Dataset content:
┄┄┄┄┄┄
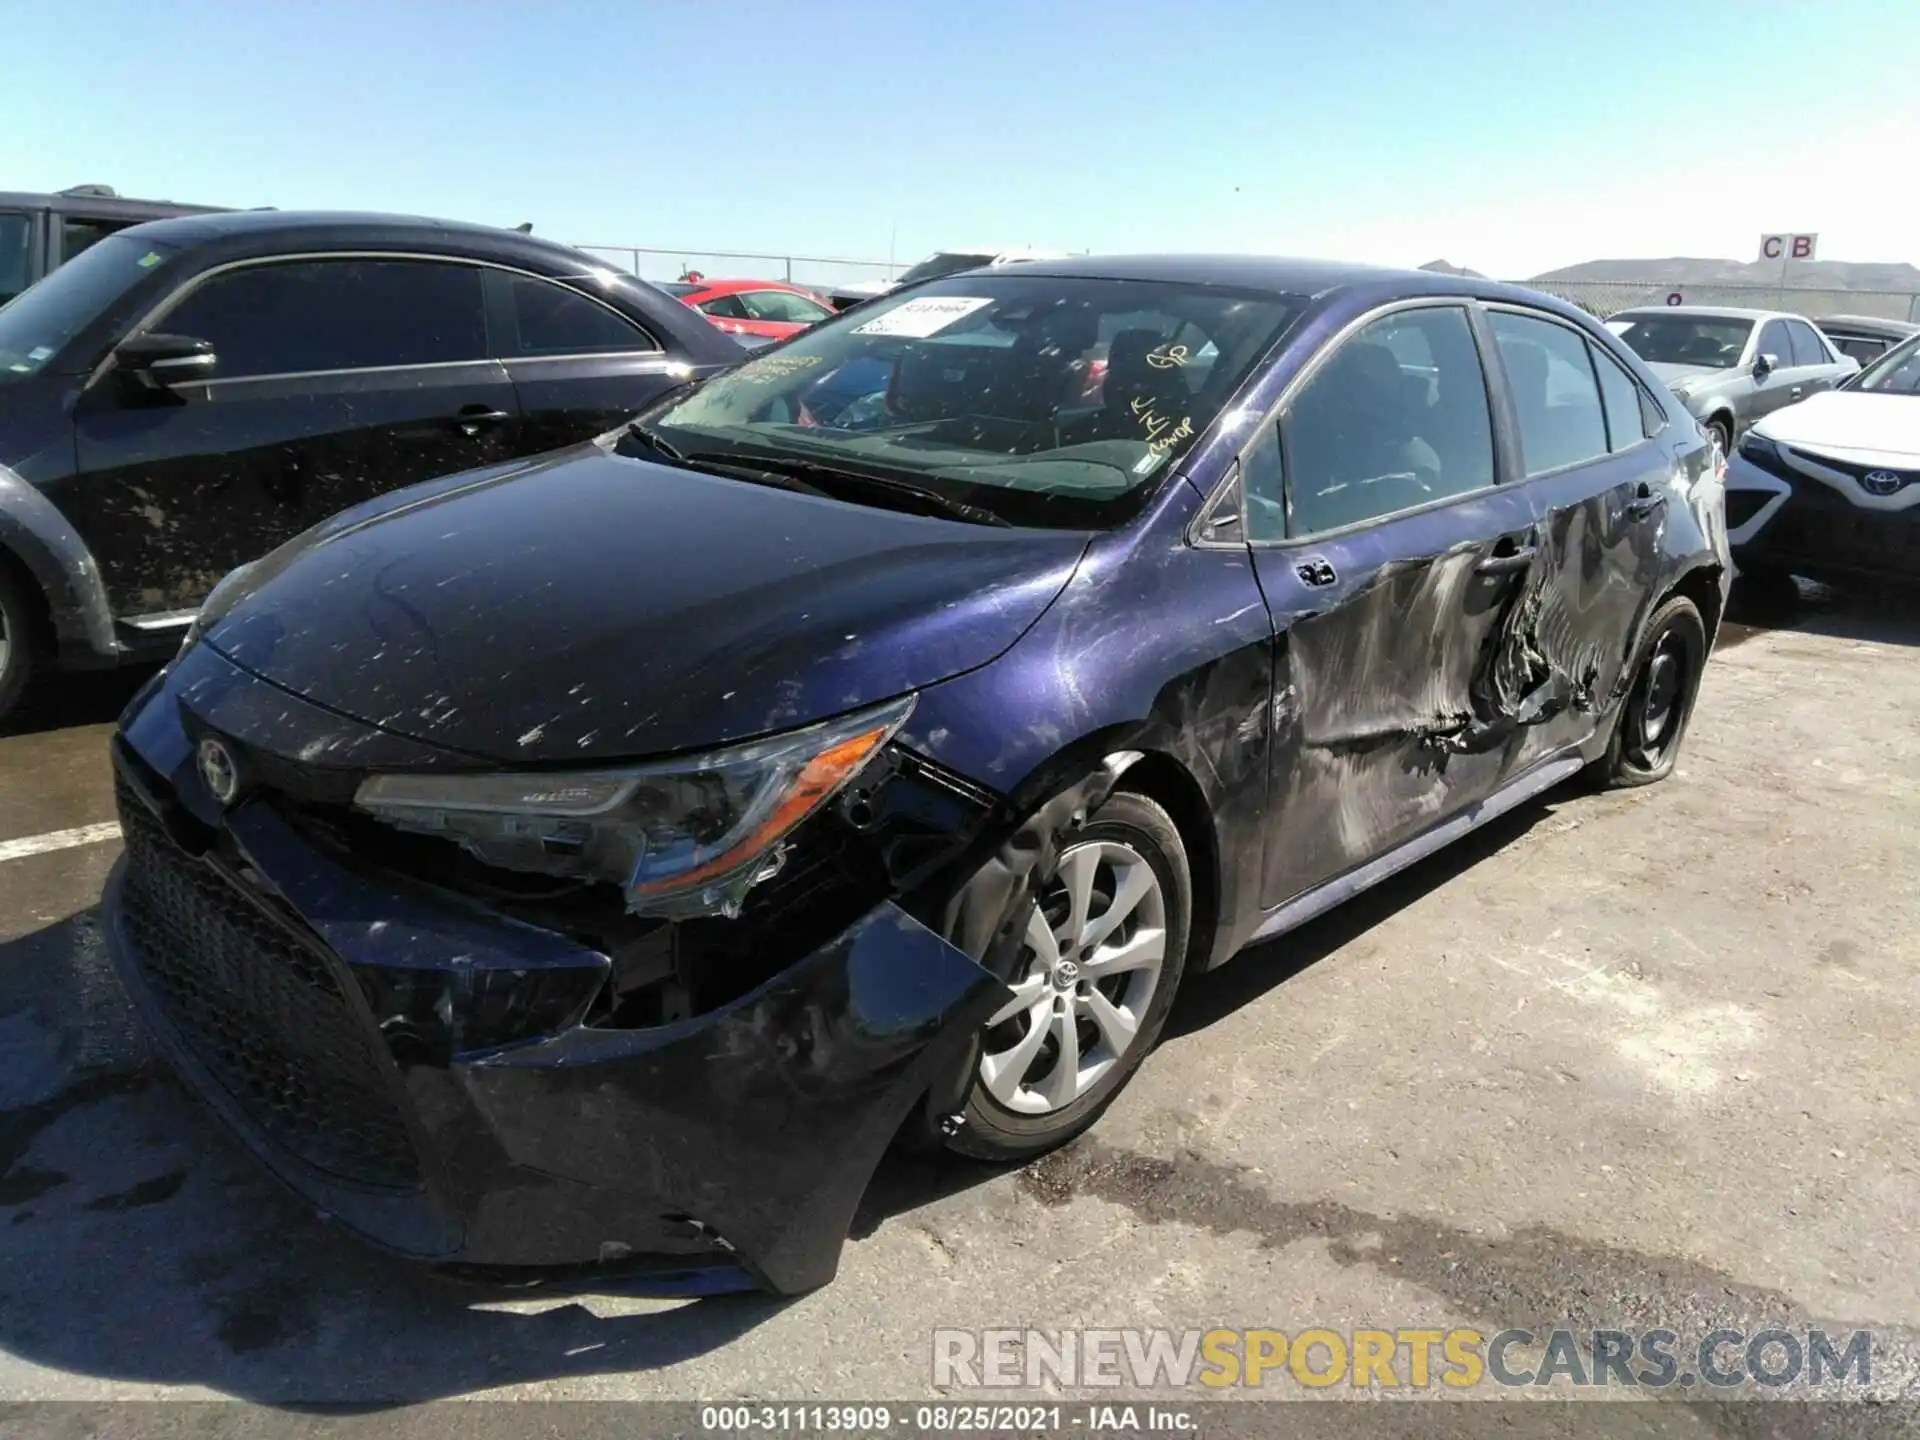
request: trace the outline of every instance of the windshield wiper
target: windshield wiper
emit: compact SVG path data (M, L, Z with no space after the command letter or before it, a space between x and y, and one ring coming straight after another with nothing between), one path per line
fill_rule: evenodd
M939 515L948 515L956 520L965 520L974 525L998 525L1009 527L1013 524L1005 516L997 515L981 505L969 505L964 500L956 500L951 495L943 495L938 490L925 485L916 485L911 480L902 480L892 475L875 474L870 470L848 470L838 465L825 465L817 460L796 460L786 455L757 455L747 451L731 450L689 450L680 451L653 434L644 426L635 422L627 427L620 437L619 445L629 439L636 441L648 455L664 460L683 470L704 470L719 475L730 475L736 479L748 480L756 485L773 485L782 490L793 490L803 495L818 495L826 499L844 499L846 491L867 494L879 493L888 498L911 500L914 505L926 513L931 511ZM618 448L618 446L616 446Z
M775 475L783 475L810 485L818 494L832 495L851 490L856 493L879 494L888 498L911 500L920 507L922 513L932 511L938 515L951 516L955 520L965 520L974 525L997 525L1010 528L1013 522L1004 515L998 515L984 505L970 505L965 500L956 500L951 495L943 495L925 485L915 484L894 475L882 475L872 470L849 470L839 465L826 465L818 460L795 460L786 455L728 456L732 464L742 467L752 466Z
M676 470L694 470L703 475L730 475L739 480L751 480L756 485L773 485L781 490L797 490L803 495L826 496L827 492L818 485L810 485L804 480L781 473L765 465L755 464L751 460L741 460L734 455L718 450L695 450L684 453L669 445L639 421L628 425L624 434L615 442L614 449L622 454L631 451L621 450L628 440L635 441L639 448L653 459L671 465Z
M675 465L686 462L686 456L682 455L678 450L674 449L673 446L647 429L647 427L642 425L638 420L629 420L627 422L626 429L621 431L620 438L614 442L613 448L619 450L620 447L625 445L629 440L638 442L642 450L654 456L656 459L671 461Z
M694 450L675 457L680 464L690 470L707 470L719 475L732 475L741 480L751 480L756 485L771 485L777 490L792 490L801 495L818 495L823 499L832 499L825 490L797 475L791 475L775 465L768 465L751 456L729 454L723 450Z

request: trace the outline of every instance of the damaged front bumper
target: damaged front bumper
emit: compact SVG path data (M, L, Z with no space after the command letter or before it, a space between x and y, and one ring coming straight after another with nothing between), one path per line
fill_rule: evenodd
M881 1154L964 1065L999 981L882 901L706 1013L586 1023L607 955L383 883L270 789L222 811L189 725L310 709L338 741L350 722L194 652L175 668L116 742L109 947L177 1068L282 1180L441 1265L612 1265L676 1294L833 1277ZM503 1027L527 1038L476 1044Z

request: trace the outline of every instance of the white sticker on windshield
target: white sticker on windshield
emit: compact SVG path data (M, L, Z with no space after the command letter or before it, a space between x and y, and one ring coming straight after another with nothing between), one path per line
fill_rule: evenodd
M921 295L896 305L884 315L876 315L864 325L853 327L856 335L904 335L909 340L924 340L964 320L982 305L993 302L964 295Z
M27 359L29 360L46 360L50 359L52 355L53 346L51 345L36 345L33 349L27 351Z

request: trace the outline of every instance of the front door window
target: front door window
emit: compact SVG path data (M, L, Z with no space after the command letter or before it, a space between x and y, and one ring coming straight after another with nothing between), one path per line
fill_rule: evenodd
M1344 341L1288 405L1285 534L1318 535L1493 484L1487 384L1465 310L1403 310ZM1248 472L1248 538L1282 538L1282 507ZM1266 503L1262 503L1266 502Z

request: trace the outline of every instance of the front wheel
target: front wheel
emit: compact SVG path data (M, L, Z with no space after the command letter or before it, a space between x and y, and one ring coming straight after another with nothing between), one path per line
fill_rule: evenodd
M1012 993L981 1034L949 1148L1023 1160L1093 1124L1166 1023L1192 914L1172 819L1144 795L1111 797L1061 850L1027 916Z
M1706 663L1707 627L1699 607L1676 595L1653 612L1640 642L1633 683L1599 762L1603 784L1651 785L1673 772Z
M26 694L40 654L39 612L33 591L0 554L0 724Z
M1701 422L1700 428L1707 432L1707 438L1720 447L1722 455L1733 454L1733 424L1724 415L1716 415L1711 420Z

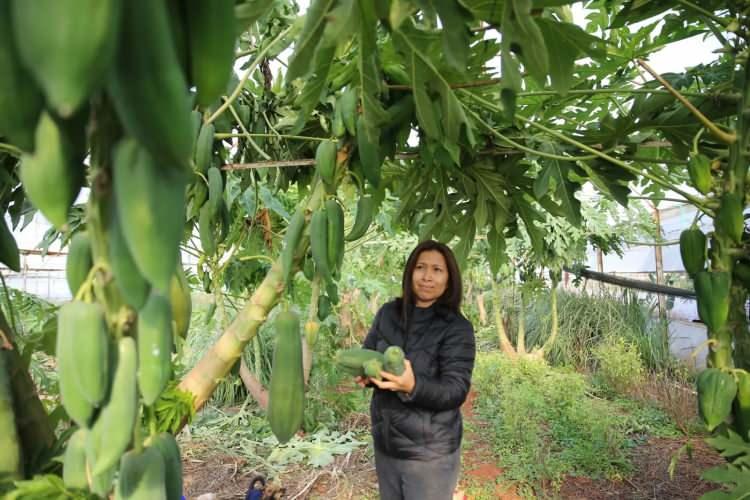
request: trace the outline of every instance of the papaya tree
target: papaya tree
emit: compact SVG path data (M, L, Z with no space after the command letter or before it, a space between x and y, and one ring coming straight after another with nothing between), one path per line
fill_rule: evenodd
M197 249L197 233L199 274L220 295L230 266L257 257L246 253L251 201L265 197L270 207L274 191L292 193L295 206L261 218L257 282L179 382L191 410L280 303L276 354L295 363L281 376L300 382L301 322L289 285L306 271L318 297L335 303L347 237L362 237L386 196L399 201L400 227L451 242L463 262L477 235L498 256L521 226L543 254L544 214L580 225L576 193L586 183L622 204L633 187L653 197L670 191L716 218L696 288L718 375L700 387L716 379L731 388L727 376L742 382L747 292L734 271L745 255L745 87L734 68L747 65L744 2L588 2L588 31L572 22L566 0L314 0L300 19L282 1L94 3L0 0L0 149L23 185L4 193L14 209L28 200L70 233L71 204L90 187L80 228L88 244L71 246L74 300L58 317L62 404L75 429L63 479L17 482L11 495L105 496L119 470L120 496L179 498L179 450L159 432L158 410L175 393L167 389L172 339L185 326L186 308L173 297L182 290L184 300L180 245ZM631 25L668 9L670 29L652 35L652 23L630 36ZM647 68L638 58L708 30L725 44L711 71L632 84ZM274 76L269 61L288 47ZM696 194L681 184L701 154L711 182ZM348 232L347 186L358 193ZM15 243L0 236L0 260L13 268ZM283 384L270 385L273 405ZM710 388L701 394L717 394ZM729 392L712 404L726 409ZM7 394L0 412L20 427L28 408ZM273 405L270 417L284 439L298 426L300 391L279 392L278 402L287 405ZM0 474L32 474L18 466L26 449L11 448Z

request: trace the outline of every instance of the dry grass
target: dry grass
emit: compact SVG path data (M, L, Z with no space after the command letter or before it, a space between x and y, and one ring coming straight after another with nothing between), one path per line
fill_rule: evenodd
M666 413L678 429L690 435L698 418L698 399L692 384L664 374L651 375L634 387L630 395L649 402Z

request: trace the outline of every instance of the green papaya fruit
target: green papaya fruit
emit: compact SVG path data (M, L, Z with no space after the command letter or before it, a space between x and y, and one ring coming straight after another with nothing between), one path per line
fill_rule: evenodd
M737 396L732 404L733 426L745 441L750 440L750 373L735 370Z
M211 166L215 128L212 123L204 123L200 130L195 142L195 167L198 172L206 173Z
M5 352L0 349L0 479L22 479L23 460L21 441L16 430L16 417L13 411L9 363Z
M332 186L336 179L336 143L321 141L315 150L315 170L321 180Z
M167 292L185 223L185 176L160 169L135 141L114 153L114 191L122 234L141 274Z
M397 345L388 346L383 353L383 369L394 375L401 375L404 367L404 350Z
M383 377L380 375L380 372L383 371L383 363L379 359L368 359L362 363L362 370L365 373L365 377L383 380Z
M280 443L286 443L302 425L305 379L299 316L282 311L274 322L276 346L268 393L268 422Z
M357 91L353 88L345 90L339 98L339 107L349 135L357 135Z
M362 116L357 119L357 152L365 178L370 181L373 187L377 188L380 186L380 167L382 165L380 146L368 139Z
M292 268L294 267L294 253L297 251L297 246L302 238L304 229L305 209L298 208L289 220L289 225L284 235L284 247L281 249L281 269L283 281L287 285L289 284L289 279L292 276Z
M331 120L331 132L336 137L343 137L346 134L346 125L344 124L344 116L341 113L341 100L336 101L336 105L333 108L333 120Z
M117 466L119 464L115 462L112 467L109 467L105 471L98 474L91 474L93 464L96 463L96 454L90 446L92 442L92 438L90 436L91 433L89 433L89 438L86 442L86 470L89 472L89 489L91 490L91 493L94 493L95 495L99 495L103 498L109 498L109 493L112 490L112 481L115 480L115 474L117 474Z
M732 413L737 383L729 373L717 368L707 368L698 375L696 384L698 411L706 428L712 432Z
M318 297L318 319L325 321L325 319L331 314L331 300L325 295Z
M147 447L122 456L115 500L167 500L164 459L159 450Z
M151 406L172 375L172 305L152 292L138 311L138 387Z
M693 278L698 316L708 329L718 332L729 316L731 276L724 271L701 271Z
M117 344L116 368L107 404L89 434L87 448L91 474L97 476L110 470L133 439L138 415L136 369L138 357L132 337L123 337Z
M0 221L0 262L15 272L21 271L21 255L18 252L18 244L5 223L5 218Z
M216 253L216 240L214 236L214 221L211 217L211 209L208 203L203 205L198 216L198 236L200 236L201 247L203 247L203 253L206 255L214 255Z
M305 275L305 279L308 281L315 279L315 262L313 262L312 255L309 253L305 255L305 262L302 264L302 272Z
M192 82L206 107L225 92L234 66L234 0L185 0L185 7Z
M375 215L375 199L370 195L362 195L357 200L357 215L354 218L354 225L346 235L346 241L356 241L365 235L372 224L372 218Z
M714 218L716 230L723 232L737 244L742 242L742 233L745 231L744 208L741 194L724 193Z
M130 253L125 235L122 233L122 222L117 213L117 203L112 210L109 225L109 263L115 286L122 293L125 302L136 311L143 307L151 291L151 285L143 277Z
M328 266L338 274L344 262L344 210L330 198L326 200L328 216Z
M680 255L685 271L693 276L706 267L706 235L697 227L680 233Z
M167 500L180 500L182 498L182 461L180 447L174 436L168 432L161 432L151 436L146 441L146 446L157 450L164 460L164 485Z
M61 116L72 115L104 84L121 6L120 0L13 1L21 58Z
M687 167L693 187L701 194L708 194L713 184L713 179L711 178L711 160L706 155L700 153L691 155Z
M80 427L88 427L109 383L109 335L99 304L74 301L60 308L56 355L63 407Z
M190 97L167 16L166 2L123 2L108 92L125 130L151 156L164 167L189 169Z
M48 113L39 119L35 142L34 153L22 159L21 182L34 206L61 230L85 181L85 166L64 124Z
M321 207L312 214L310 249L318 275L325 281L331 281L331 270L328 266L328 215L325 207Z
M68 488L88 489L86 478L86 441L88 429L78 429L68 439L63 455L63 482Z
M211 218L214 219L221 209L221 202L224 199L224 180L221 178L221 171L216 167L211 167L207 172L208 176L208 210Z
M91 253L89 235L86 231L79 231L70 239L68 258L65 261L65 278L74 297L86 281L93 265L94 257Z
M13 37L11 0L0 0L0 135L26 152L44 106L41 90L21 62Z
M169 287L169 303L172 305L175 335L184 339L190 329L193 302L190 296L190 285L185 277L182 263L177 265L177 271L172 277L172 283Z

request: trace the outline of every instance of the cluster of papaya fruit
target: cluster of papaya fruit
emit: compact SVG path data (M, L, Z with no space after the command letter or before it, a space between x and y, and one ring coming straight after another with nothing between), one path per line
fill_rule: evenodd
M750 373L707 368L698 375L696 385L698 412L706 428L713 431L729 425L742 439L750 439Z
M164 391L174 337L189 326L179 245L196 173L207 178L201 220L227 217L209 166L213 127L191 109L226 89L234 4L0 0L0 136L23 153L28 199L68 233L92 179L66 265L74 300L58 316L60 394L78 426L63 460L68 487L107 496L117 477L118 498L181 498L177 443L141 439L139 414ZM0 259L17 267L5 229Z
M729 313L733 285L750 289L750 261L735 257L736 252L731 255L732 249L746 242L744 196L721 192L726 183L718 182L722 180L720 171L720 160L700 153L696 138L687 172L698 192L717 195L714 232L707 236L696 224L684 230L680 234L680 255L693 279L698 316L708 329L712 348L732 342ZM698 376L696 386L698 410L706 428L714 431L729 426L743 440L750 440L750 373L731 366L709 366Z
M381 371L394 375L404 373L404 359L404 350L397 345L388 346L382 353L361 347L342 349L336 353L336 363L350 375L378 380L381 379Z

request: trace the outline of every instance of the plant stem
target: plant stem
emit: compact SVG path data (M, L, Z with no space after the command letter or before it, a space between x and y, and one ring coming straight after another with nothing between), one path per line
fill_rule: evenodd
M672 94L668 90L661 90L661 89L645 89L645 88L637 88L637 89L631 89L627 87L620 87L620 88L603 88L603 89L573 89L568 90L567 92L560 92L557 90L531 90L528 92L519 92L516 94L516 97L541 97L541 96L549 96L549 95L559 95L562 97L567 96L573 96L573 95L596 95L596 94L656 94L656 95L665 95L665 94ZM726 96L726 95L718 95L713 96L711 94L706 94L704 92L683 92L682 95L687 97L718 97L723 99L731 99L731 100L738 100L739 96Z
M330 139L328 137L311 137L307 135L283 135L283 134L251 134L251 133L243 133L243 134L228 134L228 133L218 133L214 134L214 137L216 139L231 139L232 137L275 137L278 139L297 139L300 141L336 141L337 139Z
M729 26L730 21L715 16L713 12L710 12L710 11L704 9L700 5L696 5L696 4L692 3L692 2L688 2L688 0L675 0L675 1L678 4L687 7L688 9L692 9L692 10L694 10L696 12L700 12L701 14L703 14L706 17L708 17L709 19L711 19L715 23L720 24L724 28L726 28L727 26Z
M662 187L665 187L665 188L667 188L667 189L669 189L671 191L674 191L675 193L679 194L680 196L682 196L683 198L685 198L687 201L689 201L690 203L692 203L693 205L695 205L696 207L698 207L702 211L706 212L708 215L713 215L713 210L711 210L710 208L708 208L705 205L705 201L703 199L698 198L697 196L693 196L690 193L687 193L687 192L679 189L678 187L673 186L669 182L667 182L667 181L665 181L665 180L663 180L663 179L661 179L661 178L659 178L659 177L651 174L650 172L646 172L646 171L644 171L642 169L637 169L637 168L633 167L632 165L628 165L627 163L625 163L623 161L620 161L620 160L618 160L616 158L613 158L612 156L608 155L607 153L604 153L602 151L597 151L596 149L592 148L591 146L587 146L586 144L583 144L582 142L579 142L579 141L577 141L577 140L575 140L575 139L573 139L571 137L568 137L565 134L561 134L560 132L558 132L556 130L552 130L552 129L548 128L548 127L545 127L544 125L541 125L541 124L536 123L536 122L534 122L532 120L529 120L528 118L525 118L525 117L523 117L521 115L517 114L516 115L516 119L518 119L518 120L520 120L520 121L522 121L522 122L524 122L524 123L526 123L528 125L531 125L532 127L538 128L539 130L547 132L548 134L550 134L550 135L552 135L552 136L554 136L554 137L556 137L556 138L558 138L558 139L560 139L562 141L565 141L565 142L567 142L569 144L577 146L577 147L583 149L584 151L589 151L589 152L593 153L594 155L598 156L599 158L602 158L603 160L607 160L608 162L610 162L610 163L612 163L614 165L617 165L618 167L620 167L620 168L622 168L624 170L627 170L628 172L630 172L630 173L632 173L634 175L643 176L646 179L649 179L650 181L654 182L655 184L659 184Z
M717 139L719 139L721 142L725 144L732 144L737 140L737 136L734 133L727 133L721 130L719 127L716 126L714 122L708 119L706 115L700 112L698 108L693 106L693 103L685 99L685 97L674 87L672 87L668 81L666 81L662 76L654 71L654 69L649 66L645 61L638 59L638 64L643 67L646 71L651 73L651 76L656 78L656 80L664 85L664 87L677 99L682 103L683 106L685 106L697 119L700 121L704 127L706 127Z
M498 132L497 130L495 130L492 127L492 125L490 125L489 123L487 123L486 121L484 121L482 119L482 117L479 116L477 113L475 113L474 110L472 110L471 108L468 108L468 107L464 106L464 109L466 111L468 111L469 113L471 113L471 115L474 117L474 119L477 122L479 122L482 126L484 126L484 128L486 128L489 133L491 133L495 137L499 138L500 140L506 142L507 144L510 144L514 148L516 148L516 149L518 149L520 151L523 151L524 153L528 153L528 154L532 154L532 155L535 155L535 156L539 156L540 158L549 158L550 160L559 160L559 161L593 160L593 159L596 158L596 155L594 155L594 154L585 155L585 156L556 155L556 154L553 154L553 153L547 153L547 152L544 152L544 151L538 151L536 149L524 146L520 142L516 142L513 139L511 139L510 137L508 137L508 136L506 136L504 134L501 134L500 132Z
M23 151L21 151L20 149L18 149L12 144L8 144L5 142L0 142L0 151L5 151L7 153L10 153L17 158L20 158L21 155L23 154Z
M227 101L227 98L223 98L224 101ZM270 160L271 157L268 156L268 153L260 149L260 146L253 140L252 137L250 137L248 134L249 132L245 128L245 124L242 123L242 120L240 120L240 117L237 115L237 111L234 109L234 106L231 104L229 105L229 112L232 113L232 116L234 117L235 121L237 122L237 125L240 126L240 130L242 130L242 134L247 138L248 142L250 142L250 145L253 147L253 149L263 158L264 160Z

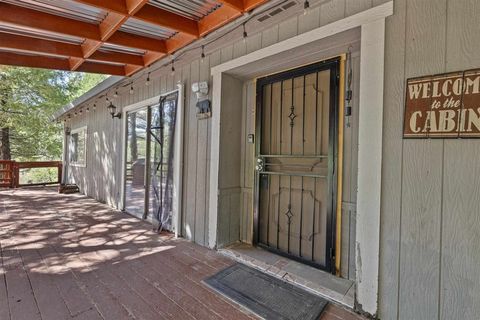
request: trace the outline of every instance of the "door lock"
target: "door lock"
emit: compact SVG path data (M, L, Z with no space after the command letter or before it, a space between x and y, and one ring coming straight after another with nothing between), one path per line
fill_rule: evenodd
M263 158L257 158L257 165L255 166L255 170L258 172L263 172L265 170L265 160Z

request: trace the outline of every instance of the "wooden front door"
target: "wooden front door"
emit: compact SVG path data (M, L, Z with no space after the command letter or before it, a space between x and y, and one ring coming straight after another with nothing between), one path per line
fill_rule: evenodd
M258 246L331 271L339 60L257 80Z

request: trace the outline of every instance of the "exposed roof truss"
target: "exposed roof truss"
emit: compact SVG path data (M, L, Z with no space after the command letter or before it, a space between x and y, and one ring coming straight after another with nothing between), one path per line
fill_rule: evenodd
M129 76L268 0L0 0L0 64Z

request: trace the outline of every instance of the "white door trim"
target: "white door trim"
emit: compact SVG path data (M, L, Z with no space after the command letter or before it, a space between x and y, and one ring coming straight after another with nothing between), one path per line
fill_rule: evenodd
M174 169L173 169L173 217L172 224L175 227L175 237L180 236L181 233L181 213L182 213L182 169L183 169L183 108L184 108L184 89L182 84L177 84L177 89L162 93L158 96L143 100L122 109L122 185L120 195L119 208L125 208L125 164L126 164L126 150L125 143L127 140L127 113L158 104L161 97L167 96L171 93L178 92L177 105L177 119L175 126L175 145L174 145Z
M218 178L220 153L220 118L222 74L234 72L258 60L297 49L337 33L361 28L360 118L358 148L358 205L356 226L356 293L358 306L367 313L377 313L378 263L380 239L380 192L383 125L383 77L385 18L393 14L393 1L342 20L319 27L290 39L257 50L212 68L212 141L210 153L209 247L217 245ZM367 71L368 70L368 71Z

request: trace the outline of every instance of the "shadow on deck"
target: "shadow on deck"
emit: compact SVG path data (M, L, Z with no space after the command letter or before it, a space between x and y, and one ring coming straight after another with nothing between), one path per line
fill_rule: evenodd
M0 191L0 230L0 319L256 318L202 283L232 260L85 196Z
┄┄┄┄┄┄
Task to carry out: Going back to the entries above, set down exactly the lines that begin at the one with "request: trace the outline of every instance of the front door" and end at the one with "target: front door window", both included, and nothing else.

Result of this exercise:
request: trace the outline of every instance of the front door window
target: front door window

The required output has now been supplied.